▶ READING PASSAGE
* * *
A global outage at Amazon Web Services (AWS) did more than knock popular apps offline. It laid bare the cost risks embedded in many cloud architectures.
As services fail, the hidden costs of high availability, from redundancy planning to recovery operations, often multiply. For cloud cost leaders, this isn’t an issue of uptime; it’s a visibility and budget-shock issue. It’s a key reminder that architecting for resilience involves difficult trade-offs.

Internet outages are, in short, expensive. The cost of a one-hour outage in the United States alone approaches an estimated half a trillion dollars, and that’s just one part of the global internet pie. Check out our full study into the costs of shutting down the internet at large.
What Happened — And Why It Matters
To AWS’s credit, the situation has been resolved: “The underlying DNS issue has been fully mitigated, and most AWS Service operations are succeeding normally now.”
So what happened? Earlier today — Oct. 20, 2025 — AWS flagged elevated error rates and latencies across multiple services in its US-East-1 (Northern Virginia) region.
Platforms impacted included Venmo, Snapchat, Fortnite, Duolingo, airline websites, and multiple government services, with some tracking over 15,000 incident reports during the peak.

Cumulatively, the numbers are even higher with more than 1,000 companies affected worldwide, according to The Guardian, The publication also highlighted data from Downdetector showing 6.5 million reports of problems including a million in the US alone.
Even as services recover, the operational reality is more complex. Most teams weren’t spinning up additional infrastructure during the outage — simply because they couldn’t. Instead, the true effort comes after: ensuring systems come back online cleanly, debugging issues, restarting dependent services, and validating that what appears online is actually functioning.
These recovery actions, while necessary, can create cost spikes and require deep coordination across engineering, platform, and finance teams.
The Cost-Risks You Might Not Be Watching
While the headlines focus on downtime, the financial ripple effects go unnoticed.
As CloudZero’s Director of Cloud Platforms & FinOps Larry Advey says, “Architecting for outages like this one can be challenging, and costly: both before, during, and after an outage. There is a double edged sword here that must be balanced: uptime vs. cost. The more 9s of availability you want, the more it will cost.”
* * *
▶ TASKS FOR THIS EXERCISE
1 > Print everything in the AWS outage article from "Platforms impacted included" down to "during the peak.", word for word.
2 > Gather every line of the listing that contains the word "cloud".
The AWS outage article and the listing below it have nothing to do with each other.

▶ SOURCE MATERIAL
* * *
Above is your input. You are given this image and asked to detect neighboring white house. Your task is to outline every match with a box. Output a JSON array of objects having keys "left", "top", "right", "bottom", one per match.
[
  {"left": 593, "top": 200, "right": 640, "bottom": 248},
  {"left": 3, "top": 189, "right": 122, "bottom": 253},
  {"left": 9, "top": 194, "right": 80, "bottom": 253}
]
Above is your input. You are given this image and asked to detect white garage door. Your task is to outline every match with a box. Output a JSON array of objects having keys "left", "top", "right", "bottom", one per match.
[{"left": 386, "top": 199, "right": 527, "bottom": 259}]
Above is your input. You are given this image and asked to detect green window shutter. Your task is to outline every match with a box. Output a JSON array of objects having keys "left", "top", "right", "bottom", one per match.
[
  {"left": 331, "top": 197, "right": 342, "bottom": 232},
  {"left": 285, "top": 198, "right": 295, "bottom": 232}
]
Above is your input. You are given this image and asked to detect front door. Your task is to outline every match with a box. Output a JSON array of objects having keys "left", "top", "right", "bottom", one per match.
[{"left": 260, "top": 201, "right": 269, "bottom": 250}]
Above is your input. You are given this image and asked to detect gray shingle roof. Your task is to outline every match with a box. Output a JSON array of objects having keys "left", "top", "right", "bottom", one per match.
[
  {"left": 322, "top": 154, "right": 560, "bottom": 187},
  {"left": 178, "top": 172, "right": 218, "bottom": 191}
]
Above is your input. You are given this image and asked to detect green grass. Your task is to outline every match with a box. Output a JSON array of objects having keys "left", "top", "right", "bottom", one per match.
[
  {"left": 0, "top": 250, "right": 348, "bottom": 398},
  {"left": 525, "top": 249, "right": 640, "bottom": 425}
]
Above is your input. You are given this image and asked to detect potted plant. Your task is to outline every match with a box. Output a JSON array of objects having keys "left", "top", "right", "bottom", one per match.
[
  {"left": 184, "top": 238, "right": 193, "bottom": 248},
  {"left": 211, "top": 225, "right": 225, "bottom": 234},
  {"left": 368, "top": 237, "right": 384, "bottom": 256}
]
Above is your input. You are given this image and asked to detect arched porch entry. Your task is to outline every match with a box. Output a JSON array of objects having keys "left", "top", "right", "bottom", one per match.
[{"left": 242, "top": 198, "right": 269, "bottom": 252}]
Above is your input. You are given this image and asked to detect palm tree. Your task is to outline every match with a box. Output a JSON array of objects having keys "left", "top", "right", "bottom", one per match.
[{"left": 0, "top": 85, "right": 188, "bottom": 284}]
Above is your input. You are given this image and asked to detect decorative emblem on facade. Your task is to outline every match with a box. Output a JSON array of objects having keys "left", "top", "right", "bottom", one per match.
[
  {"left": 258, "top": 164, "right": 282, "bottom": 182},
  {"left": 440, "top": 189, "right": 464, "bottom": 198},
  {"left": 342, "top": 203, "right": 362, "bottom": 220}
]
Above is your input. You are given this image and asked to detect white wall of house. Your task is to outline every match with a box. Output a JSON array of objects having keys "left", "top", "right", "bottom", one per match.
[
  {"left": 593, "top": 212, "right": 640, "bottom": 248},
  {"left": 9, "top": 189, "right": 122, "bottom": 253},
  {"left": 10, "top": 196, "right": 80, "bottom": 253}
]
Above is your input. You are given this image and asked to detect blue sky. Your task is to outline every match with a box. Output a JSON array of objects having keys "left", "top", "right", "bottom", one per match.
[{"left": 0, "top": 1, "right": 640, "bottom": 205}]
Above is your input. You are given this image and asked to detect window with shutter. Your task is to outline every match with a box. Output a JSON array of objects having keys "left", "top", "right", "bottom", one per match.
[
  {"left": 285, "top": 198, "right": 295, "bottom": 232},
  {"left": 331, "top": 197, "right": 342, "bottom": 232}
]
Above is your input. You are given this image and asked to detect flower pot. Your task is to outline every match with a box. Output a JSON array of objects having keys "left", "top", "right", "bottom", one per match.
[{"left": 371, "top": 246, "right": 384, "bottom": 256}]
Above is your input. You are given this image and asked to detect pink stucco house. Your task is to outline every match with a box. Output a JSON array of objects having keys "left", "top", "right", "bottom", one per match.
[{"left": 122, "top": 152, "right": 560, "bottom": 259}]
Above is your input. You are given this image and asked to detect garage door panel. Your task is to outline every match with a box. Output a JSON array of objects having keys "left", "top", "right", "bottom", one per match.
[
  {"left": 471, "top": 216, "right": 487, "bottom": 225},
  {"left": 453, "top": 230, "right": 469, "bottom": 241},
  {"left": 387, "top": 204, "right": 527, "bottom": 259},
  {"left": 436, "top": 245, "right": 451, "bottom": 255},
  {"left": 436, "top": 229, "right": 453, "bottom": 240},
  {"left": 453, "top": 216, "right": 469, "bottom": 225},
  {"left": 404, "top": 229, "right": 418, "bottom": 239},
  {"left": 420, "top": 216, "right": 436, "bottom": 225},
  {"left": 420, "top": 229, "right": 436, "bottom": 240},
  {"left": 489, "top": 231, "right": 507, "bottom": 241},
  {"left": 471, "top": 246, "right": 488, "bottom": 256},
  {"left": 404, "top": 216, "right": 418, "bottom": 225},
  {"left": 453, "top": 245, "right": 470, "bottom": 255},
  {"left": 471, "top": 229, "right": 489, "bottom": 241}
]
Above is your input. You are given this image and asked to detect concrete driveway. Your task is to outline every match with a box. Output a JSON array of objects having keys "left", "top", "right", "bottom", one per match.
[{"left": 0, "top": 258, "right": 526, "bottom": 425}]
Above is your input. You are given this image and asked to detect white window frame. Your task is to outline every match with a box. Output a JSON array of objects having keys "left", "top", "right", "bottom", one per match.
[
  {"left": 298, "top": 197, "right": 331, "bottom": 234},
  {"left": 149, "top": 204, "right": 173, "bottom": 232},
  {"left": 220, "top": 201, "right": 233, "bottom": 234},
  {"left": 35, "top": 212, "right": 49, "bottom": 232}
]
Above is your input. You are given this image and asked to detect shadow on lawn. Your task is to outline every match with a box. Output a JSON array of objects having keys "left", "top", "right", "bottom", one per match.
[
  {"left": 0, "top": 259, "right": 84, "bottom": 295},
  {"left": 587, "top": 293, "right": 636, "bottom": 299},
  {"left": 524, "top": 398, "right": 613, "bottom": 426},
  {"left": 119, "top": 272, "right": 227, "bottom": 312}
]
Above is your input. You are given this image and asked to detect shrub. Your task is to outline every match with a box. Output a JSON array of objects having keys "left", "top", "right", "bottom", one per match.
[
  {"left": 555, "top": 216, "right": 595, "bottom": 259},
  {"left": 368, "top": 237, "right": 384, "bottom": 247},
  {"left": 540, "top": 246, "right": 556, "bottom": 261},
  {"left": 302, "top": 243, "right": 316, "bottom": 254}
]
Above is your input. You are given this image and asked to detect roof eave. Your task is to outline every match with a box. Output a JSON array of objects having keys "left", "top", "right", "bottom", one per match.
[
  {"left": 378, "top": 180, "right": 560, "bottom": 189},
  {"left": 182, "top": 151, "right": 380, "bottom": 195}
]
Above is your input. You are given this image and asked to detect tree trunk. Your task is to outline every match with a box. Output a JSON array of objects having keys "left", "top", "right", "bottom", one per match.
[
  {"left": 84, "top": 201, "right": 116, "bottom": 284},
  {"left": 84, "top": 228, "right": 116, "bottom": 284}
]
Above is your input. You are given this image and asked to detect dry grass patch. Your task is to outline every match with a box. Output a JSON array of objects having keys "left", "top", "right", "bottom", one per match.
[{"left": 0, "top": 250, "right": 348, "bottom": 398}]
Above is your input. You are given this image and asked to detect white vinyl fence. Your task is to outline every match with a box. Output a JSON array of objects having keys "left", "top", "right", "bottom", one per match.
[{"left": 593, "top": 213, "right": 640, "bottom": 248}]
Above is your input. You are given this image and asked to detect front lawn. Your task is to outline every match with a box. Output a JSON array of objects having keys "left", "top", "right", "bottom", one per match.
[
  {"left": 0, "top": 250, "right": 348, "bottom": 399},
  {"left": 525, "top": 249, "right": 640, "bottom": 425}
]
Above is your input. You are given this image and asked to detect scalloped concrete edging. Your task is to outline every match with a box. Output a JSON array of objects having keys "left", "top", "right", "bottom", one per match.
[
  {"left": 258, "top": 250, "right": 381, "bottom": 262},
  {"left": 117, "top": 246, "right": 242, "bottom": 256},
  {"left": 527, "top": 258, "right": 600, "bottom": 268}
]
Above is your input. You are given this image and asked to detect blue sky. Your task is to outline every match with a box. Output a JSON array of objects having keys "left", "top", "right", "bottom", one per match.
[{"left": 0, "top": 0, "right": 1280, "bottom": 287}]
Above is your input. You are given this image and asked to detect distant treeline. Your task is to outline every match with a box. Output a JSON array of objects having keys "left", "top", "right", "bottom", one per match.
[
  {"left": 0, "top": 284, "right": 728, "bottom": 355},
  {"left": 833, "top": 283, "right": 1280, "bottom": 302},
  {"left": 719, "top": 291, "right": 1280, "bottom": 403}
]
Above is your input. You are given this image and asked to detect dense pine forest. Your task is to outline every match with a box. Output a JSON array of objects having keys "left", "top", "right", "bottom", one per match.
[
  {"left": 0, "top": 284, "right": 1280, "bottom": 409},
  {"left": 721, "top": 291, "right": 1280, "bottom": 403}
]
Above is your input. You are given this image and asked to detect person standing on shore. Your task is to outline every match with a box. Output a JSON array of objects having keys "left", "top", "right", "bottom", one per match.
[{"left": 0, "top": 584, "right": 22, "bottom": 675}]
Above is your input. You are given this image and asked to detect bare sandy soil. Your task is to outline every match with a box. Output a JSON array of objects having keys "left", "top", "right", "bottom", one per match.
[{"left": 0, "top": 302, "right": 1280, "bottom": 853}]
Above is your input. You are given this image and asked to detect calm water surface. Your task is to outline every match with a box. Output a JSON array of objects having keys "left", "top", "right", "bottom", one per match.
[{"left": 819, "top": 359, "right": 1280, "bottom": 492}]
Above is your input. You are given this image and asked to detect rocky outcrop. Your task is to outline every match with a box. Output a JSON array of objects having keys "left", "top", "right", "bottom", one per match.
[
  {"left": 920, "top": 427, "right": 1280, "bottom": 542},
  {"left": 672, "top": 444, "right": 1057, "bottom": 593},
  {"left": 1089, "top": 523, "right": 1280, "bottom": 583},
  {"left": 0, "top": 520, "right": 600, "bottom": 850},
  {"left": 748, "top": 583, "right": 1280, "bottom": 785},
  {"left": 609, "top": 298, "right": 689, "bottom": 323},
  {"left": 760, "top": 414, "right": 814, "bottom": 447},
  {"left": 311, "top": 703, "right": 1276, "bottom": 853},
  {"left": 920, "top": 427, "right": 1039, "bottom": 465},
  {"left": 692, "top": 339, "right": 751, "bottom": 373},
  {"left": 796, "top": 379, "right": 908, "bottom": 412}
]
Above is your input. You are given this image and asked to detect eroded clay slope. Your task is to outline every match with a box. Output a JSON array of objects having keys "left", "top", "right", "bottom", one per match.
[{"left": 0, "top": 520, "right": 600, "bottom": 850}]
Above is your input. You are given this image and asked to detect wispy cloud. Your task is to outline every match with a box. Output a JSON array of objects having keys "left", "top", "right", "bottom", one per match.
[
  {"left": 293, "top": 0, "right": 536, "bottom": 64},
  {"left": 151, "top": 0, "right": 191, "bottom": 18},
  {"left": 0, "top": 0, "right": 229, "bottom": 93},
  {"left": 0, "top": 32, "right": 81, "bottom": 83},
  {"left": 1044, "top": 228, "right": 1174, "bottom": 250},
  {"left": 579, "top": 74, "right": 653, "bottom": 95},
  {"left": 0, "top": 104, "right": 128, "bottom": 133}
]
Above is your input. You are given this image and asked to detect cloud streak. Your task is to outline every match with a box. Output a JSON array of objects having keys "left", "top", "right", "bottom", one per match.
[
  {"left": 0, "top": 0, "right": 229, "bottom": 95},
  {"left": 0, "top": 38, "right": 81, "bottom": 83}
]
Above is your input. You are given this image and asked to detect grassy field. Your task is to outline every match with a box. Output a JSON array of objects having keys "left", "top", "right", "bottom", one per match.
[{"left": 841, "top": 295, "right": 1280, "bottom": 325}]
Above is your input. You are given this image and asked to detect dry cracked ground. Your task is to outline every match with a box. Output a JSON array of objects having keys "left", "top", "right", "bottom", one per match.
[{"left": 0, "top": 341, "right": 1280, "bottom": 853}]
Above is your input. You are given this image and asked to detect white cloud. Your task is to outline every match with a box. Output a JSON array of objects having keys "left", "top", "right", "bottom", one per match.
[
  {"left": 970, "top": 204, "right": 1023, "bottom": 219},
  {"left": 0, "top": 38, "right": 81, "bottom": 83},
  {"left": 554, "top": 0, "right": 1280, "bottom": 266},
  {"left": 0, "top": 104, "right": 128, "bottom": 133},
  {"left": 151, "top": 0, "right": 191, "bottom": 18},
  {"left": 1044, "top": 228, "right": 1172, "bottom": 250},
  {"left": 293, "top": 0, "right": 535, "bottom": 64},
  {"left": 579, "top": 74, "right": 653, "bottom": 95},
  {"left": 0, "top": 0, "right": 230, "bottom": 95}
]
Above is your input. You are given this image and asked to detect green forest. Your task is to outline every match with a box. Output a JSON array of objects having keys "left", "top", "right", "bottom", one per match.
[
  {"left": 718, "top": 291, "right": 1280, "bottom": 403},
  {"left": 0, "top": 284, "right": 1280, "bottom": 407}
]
* * *
▶ RESPONSES TO THE TASKS
1 >
Platforms impacted included Venmo, Snapchat, Fortnite, Duolingo, airline websites, and multiple government services, with some tracking over 15,000 incident reports during the peak.

2 >
Above is your input. You are given this image and asked to detect wispy cloud. Your task is to outline every match with a box. Output a JSON array of objects having keys "left", "top", "right", "bottom", one per match.
Above is your input. You are given this image and asked to detect cloud streak. Your task is to outline every match with a box. Output a JSON array of objects having keys "left", "top", "right", "bottom", one per match.
Above is your input. You are given this image and asked to detect white cloud. Your task is to outline every match with a box. Output a JSON array of objects having keys "left", "top", "right", "bottom", one per match.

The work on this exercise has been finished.